§ The request
Find every line in the entries that contains the word "surface" and copy each of those lines.

§ Data supplied
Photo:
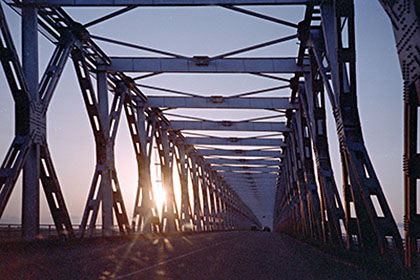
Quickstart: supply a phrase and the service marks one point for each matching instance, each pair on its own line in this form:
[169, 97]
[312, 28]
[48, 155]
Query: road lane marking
[173, 259]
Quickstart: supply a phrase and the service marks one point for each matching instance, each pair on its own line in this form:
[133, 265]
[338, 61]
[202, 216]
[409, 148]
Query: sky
[210, 31]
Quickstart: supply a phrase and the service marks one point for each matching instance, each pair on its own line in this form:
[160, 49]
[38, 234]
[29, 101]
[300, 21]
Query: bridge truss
[286, 153]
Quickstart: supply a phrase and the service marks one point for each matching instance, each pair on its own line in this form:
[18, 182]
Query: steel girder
[244, 153]
[167, 2]
[29, 150]
[235, 141]
[405, 16]
[243, 161]
[142, 130]
[313, 105]
[204, 65]
[360, 181]
[227, 209]
[219, 102]
[228, 125]
[105, 187]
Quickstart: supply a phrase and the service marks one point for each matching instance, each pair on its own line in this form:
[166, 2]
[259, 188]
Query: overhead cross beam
[236, 141]
[220, 102]
[202, 64]
[246, 153]
[167, 2]
[231, 126]
[243, 161]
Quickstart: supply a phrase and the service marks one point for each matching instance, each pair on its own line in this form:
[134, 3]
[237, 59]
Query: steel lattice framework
[297, 150]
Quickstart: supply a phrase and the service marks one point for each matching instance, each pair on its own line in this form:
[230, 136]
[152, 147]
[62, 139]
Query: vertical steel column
[203, 184]
[145, 214]
[405, 19]
[106, 184]
[374, 229]
[31, 169]
[198, 213]
[182, 164]
[313, 104]
[170, 216]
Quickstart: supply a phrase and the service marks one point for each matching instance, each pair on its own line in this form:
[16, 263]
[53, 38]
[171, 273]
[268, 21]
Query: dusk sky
[211, 31]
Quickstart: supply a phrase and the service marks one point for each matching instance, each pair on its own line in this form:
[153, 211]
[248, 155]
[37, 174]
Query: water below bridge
[219, 255]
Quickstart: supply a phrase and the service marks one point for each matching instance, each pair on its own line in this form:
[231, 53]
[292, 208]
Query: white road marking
[173, 259]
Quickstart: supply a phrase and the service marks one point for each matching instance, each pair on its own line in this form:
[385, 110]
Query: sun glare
[160, 197]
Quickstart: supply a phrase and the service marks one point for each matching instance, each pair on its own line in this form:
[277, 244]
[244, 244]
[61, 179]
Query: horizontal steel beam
[243, 161]
[245, 168]
[218, 102]
[224, 65]
[235, 141]
[231, 126]
[246, 185]
[256, 178]
[211, 152]
[167, 2]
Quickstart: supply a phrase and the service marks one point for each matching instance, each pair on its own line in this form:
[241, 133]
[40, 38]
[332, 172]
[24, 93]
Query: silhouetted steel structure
[304, 205]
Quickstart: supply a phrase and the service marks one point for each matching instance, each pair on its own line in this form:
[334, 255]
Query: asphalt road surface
[228, 255]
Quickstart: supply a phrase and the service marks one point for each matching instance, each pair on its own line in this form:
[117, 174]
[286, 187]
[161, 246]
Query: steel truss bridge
[287, 158]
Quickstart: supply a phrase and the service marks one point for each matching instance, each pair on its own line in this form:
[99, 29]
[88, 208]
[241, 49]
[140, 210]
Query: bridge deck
[228, 255]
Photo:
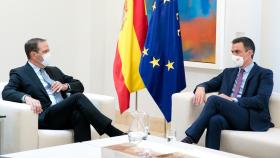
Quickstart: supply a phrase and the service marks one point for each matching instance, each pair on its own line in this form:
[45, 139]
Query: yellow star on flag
[179, 31]
[169, 65]
[145, 51]
[154, 6]
[155, 62]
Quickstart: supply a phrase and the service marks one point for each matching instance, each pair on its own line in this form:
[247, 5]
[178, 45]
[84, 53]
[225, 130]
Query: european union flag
[162, 66]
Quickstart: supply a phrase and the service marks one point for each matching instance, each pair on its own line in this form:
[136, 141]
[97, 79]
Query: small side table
[2, 117]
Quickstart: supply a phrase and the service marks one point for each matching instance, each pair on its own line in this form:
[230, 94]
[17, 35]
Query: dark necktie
[238, 83]
[46, 77]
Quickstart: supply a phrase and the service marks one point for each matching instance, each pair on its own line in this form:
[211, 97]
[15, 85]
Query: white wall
[270, 39]
[83, 35]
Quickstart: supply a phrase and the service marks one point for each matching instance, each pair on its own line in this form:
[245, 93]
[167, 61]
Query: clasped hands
[199, 96]
[35, 104]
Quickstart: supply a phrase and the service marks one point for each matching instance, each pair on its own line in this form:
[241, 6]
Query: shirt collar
[249, 67]
[34, 67]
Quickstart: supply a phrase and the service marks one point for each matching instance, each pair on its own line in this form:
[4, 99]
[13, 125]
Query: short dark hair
[32, 45]
[247, 42]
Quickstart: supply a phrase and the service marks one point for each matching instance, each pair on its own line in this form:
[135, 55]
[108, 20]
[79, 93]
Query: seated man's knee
[217, 120]
[77, 116]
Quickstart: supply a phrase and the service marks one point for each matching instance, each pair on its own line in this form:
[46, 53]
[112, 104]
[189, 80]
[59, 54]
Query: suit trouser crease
[57, 116]
[235, 116]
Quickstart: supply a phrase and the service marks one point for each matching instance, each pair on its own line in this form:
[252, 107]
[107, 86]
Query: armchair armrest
[105, 104]
[19, 129]
[184, 113]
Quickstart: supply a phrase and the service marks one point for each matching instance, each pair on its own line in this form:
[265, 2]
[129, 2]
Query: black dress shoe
[187, 140]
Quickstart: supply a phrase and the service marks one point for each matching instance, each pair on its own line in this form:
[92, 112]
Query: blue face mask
[238, 61]
[46, 59]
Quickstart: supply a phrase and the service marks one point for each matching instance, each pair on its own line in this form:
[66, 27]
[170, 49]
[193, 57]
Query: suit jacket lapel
[251, 74]
[35, 79]
[232, 76]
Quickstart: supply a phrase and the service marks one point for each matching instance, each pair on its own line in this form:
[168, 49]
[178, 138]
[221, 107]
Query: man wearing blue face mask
[45, 89]
[242, 100]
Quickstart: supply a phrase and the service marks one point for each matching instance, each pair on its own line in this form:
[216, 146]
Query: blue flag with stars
[162, 66]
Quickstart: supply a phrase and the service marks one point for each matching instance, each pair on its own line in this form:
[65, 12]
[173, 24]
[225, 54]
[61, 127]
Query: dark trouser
[218, 114]
[75, 112]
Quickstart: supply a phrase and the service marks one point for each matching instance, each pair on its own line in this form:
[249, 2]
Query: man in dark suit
[242, 100]
[56, 97]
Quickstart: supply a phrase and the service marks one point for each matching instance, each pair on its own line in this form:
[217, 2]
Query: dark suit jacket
[256, 93]
[24, 81]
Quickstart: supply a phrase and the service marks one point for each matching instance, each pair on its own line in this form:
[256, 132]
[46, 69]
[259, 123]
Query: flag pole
[136, 101]
[165, 128]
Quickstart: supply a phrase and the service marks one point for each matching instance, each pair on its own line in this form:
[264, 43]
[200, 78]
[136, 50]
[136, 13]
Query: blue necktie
[47, 78]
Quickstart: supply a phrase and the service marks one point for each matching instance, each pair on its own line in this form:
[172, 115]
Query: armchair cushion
[20, 131]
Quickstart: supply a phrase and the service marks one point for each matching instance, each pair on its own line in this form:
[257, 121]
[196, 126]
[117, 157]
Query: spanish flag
[128, 54]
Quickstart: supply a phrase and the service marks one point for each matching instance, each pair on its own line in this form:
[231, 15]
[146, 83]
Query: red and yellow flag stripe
[128, 54]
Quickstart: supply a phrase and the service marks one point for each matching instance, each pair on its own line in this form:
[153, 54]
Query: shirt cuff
[23, 98]
[69, 88]
[235, 100]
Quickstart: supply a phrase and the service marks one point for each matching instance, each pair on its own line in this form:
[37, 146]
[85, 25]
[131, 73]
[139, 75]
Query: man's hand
[35, 105]
[58, 86]
[225, 97]
[199, 96]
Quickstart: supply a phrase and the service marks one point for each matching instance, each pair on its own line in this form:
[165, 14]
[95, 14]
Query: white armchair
[19, 130]
[248, 143]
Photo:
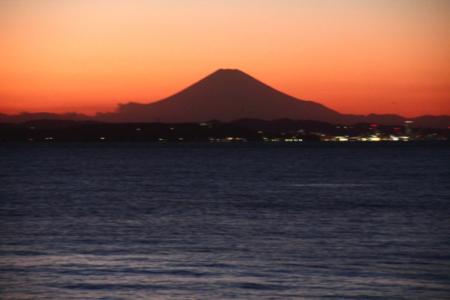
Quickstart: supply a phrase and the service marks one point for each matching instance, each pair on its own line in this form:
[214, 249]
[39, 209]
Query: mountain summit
[224, 95]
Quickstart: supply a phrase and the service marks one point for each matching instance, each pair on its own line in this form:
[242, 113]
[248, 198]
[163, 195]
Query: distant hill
[227, 95]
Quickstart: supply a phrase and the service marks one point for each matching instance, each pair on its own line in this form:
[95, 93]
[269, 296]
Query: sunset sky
[353, 56]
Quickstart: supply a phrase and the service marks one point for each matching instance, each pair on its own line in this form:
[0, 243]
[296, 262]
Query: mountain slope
[225, 95]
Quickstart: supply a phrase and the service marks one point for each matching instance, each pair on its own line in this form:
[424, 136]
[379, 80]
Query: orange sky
[354, 56]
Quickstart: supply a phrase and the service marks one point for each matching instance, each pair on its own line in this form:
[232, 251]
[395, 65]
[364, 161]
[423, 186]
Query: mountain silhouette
[225, 95]
[228, 95]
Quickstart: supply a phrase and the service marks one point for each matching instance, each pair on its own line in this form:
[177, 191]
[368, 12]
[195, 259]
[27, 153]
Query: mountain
[225, 95]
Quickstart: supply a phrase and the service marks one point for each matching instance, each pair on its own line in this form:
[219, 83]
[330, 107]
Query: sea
[255, 220]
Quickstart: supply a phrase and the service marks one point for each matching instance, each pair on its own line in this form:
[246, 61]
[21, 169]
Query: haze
[356, 57]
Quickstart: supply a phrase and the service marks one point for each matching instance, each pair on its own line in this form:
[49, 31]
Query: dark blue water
[225, 221]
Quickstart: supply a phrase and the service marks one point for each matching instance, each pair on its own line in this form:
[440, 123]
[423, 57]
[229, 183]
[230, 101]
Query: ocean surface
[225, 221]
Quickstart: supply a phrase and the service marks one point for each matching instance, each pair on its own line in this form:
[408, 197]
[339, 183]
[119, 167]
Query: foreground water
[225, 221]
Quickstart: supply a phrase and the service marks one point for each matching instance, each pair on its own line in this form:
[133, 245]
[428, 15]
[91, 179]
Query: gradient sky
[353, 56]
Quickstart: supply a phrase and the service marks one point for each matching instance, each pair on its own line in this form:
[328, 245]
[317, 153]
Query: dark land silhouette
[228, 95]
[213, 131]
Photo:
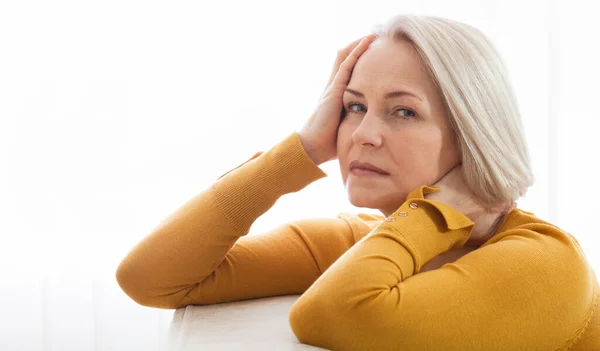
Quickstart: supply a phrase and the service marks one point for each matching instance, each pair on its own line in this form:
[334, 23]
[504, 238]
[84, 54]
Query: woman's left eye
[405, 109]
[411, 112]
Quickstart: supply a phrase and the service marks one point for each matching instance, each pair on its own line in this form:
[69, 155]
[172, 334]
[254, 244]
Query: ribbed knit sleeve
[528, 289]
[200, 254]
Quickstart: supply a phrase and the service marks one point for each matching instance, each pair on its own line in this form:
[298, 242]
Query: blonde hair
[473, 82]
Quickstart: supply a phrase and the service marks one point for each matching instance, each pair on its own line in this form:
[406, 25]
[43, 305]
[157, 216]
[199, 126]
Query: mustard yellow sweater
[529, 287]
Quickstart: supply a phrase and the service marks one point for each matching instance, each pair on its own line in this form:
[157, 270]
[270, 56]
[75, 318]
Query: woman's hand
[455, 193]
[319, 134]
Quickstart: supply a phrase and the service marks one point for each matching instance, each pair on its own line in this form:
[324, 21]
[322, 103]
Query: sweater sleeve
[532, 289]
[201, 254]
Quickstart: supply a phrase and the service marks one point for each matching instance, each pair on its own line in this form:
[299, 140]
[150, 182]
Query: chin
[365, 198]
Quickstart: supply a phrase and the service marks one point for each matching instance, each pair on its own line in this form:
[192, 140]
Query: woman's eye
[411, 113]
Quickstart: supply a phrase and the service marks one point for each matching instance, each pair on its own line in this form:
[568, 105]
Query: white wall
[113, 113]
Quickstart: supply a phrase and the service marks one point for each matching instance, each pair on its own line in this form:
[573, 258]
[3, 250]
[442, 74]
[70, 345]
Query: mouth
[363, 172]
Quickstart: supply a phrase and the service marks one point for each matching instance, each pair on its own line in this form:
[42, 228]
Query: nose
[368, 132]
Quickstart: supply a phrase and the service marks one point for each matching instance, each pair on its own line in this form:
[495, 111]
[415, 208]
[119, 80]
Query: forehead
[388, 64]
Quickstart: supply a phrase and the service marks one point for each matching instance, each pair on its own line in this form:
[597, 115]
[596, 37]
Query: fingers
[342, 77]
[342, 55]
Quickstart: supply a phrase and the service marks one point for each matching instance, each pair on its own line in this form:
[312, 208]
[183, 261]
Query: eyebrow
[387, 96]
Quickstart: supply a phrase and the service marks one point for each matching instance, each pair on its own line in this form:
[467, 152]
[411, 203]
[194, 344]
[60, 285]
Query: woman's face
[407, 136]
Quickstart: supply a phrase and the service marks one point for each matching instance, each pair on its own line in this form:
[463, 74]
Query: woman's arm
[530, 288]
[199, 254]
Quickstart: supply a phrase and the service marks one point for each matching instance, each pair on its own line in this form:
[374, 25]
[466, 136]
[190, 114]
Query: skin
[409, 137]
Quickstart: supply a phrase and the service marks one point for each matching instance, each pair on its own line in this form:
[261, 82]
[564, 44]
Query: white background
[114, 113]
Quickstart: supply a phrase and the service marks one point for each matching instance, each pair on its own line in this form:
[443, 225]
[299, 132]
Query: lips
[367, 166]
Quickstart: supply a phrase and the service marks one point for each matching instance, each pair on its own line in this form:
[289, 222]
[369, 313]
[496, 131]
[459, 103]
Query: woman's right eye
[350, 105]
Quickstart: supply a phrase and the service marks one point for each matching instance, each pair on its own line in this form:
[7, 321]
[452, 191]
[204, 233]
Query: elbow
[309, 322]
[134, 285]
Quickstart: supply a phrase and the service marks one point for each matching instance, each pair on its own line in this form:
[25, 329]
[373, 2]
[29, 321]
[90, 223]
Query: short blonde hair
[473, 82]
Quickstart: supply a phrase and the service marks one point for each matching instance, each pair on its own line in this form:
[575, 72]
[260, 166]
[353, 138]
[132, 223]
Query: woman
[426, 129]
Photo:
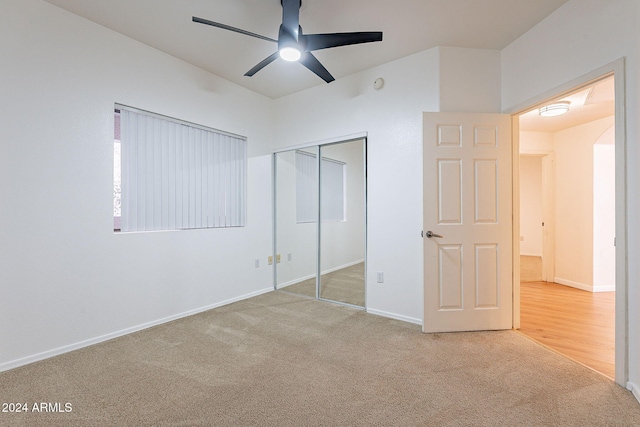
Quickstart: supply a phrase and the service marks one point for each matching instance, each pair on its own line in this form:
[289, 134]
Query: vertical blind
[333, 189]
[178, 176]
[306, 187]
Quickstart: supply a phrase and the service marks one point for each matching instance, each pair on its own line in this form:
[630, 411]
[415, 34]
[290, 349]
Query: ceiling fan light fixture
[555, 109]
[290, 54]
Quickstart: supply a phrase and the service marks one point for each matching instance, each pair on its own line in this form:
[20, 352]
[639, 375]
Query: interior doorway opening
[567, 175]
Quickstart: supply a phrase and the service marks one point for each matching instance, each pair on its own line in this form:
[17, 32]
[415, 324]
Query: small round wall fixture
[555, 109]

§ Answer
Query: asphalt road surface
Query: ocean surface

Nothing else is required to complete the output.